Top of DATASET CONTENT

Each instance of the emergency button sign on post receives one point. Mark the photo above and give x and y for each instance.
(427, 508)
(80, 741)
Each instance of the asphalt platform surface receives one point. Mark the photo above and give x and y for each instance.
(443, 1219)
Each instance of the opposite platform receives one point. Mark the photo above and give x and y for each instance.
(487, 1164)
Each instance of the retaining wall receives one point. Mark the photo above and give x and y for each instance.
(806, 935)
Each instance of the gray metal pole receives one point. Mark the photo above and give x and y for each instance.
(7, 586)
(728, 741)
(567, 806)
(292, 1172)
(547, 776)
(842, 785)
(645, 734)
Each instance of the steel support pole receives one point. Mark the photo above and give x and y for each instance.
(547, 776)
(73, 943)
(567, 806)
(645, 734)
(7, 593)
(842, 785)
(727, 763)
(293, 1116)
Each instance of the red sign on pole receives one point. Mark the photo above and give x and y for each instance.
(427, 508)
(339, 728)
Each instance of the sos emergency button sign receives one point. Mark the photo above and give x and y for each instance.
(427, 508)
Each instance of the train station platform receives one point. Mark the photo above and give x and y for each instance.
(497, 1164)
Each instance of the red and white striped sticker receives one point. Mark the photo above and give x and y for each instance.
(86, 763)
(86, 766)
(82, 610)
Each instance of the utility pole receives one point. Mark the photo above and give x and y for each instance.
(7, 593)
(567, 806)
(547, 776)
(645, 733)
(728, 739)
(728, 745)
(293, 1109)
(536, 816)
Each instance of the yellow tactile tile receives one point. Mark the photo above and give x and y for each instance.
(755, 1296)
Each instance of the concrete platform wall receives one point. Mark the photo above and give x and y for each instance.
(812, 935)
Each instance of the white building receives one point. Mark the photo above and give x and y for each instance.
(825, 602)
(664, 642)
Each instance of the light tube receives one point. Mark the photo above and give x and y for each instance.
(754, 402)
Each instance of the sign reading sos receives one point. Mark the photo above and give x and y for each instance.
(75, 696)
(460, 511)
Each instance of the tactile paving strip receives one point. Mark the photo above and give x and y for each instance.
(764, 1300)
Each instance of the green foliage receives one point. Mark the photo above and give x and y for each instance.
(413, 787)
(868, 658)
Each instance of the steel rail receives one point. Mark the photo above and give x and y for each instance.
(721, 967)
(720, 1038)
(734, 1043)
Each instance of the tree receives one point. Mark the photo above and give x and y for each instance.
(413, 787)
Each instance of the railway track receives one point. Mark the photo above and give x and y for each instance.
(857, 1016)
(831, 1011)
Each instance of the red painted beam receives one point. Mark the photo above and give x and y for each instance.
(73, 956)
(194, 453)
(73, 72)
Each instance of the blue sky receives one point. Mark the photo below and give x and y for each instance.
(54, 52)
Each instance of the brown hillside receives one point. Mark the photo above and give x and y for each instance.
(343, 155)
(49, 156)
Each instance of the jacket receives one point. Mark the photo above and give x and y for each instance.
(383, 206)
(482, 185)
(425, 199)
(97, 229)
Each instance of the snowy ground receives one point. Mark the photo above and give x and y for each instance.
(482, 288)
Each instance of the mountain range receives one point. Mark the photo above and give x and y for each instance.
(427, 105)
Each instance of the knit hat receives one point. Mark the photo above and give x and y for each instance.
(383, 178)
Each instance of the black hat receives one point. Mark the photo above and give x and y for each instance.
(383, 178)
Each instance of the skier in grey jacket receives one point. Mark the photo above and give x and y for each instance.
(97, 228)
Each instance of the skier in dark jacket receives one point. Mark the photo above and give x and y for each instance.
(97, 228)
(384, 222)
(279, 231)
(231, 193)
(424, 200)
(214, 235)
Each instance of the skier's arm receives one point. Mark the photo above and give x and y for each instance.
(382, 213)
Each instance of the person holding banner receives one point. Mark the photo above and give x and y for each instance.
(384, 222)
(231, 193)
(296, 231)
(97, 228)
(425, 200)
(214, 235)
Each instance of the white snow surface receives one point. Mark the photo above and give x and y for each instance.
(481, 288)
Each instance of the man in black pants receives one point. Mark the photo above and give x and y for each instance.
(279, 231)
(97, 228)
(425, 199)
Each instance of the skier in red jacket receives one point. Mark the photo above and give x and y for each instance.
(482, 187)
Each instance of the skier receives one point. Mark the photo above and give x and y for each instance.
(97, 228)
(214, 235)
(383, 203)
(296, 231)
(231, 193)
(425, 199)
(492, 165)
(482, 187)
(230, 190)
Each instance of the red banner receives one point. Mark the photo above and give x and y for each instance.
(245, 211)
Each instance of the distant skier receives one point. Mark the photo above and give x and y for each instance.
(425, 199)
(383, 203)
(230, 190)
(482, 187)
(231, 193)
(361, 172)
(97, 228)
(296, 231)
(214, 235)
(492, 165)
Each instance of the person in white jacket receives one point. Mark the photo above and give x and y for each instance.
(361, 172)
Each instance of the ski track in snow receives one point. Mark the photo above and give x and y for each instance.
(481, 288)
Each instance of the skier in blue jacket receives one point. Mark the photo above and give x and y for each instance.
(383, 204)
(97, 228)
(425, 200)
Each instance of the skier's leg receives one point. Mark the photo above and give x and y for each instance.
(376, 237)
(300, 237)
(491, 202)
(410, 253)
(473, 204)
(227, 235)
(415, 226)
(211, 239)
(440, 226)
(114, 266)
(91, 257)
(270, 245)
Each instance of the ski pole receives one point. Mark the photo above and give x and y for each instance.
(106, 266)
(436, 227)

Bottom of DATASET CONTENT

### EXERCISE
Output the records above exactly as written.

### EXERCISE RESULT
Each instance of the emergency button sign on post receives one point. Mark the photo above and give x and y for each instance.
(427, 508)
(80, 741)
Each instance of the asphalt platform surface receives one point. Mark the photo above and give x and y for each instance.
(443, 1219)
Each instance of the opposite platform receives one point. Mark the photo above and give x and y for each instance.
(487, 1164)
Each instance of the retaining wall receives one point. Mark the photo above and give x and y for each instance.
(806, 935)
Each instance of the gray metal pole receives one point. Mark the photo above and give x and y for each instance.
(7, 586)
(728, 741)
(567, 806)
(292, 1172)
(547, 776)
(842, 785)
(645, 734)
Each instance of the steel support pole receives one point. Mark the photo above and give x and y for each instance.
(547, 776)
(73, 943)
(567, 806)
(645, 734)
(7, 593)
(842, 785)
(727, 763)
(293, 1116)
Each instance of the red sign on pole receives one point. Mark the photo above and give x and y for each instance.
(427, 508)
(339, 728)
Each instance of the sos emergency button sign receives one point. Mark the photo above and give x and y for each instance.
(427, 508)
Each instance of the train station platform receives one point. Mark the photo above and give x and y for each instance.
(497, 1164)
Each instance of the red and white striped sticker receives one point. Mark the photo above and give x and y for each instance.
(86, 763)
(86, 766)
(82, 610)
Each instance of the utility pole receives one point. Mark the photo above and give x and y for each instance.
(7, 593)
(567, 806)
(547, 776)
(645, 733)
(728, 739)
(728, 745)
(293, 1109)
(536, 816)
Each instance of the yellow tactile tile receives one point. Mark the photo above and give x and y for each instance.
(755, 1296)
Each instance of the concrete platform wall receives one point. Mark the photo above and give x and y for each instance.
(812, 935)
Each instance of the white building receives one point. Mark the photo above and give x and y for each instance.
(825, 602)
(664, 642)
Each instance of the light tube receives one point. Mark the photo above and give x and y for each instance.
(754, 402)
Each instance of the sign reading sos receives one point. Mark the photo above and give x and y for each instance.
(75, 696)
(460, 511)
Each instance of the tactile paving strip receives one point. Mark the photo above and give x and y for each instance.
(764, 1300)
Each instance of the green foliage receives one point. Mark the photo above and give x and y for each instance.
(413, 787)
(868, 658)
Each instance of the steel rail receives one point. Mark the photo above and give x and y for each instance.
(721, 967)
(720, 1038)
(734, 1043)
Each instance of the tree receives one point. Mark the photo above and give x and y for each instance.
(413, 787)
Each instance of the railway track receives one point. Mark the photo above and give x and y for each instance.
(857, 1016)
(831, 1011)
Each instance of the red painted beam receives one point. Mark the photo above and give x and y for each instance.
(73, 956)
(194, 453)
(73, 72)
Each instance of the blue sky receives one point. Mark the photo below and give x and y for each instance.
(54, 52)
Each instance of the brown hillside receives one point. Mark the photo above and give x and y for each instance.
(343, 155)
(49, 156)
Each instance of the jacket receives one point. Mark the photo above and give x and y for each instance.
(383, 206)
(482, 185)
(425, 199)
(97, 229)
Each instance of the snowy ground receives one point. Mark the photo above and give x and y for each instance.
(482, 288)
Each instance of the mountain range receives one point. Mark the photo above and give x and y for each instance.
(427, 105)
Each instance of the knit hat receives one point. Mark the photo above and give x and y for each instance.
(383, 178)
Each instance of the black hat receives one point. Mark the photo above and give x and y for each instance.
(383, 178)
Each instance of the skier in grey jacket receives one point. Mark the photo above and give x and y for each instance.
(97, 228)
Each instance of the skier in dark jacket receives one point. Mark the photo above and give x and y for each instance.
(97, 228)
(384, 222)
(279, 231)
(231, 193)
(424, 200)
(214, 235)
Each instance of the skier's arm receives one point. Mark the photo above and give x and y for each instance.
(382, 213)
Each instance of the person holding banner receives one point. Mark the photo above and give x and y for each instance.
(384, 222)
(231, 193)
(296, 231)
(97, 228)
(425, 200)
(214, 235)
Each instance of the white snow surface receives one point. Mark the photo above and give x and y for each instance.
(481, 288)
Each instance of the man in black pants receives one point. Mark the photo above and give x and y for each instance.
(279, 231)
(97, 228)
(425, 199)
Each instance of the skier in red jacket receives one point. Mark the photo above and give x and y for each instance.
(482, 187)
Each instance of the skier receives one point. Mark the photo above and give x and y for each instance.
(97, 228)
(214, 235)
(383, 203)
(296, 231)
(231, 193)
(425, 199)
(492, 165)
(482, 187)
(230, 190)
Each instance of the red banner receives one point. Mark the photo above and give x and y for each instance.
(245, 211)
Each instance of the distant skier receives one point. Mark the photo above and give x and y for each instance.
(425, 199)
(383, 203)
(230, 190)
(482, 187)
(231, 193)
(361, 172)
(97, 228)
(296, 231)
(214, 235)
(492, 165)
Each instance of the person in white jacket receives one point. Mark the photo above and give x and y for each instance.
(361, 172)
Each instance of the ski track in snow receives one point. Mark the photo above and give x and y for each instance.
(481, 288)
Each instance of the skier in blue jacket receives one point. Mark the photo above and give x and y for each instance.
(383, 204)
(97, 228)
(425, 200)
Each instance of the skier's leg receives one point. Mark the photo above and give x and y for each instance.
(376, 237)
(300, 237)
(491, 202)
(410, 253)
(473, 204)
(227, 235)
(415, 226)
(211, 239)
(440, 226)
(114, 266)
(91, 257)
(270, 245)
Each instance of the ski pole receives one point. Mark the photo above and give x and y for each instance.
(106, 266)
(436, 227)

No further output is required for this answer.